Text shown:
╔══
July 3, 2013 - Andrea Johnson
There's probably a reason that all defense attorneys tell their clients to keep their mouths shut.

Reading accounts of the George Zimmerman trial in Sanford, Fla., this morning, I see that the prosecution showed the jury a TV interview that Zimmerman gave several months after he shot 17-year-old Trayvon Martin, following a scuffle he claims was started by Martin. Prosecutors contend that he deliberately followed Martin, profiled him as suspicious, and shot him "because he wanted to."

In the TV interview, Zimmerman said he had never heard of Florida's Stand Your Ground law until after he shot Martin. Today the prosecution put one of Zimmerman's college professors on the stand, who said Zimmerman got an A in his class and knew all about Florida's self defense and Stand Your Ground law before the shooting. Had the shooting never happened, Zimmerman would have graduated in the spring of 2012 and hoped to become a police officer himself.

I don't know that Zimmerman's obvious poor judgement, his interest in the law or even his allegedly fibbing to a TV reporter necessarily adds up to a guilty verdict. I, too, know a fair amount about the law and at one point considered becoming a lawyer. I have read North Dakota's Century Code and State and U.S. Supreme Court decisions, as well as various legal blogs. I know it is a very bad idea to talk to the police, even if you're innocent, without a lawyer being present. I suspect all of that knowledge would fly straight out of my ears if I were ever in the situation Zimmerman was in that night in February 2012. Yesterday his friend testified that Zimmerman was stunned and wide-eyed when he picked him up from the police station. The police officer who interviewed him soon after the shooting testified that Zimmerman, a Catholic, told her that that killing people is always a sin. He was surprised and upset that Martin had died. I'm not sure that a man who was in shock was capable of a convincing fabrication.
╚══
Rows:
╔══
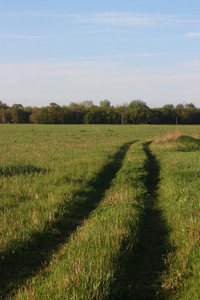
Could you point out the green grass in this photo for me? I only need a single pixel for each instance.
(99, 212)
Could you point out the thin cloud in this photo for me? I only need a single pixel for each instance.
(25, 37)
(192, 35)
(112, 18)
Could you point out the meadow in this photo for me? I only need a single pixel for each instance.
(99, 211)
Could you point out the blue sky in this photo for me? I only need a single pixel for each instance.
(70, 51)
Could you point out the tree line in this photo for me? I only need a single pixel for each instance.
(136, 112)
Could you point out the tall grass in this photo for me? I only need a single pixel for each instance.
(81, 205)
(179, 194)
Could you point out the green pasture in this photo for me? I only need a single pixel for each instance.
(99, 212)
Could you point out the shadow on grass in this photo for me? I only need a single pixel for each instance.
(28, 258)
(142, 268)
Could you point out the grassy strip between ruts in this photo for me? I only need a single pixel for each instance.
(86, 267)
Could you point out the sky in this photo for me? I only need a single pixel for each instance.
(66, 51)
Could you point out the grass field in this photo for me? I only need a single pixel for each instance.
(99, 212)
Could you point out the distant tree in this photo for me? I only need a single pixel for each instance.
(105, 103)
(18, 114)
(168, 106)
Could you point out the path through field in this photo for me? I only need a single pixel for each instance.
(143, 269)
╚══
Set of tasks:
**A.** Name every witness that the post on the Zimmerman trial says testified in court.
**B.** In the post on the Zimmerman trial, write out the passage from "In the TV interview, Zimmerman" to "police officer himself." word for word.

Task results:
**A.**
- One of Zimmerman's college professors
- Zimmerman's friend
- The police officer who interviewed him soon after the shooting

**B.**
In the TV interview, Zimmerman said he had never heard of Florida's Stand Your Ground law until after he shot Martin. Today the prosecution put one of Zimmerman's college professors on the stand, who said Zimmerman got an A in his class and knew all about Florida's self defense and Stand Your Ground law before the shooting. Had the shooting never happened, Zimmerman would have graduated in the spring of 2012 and hoped to become a police officer himself.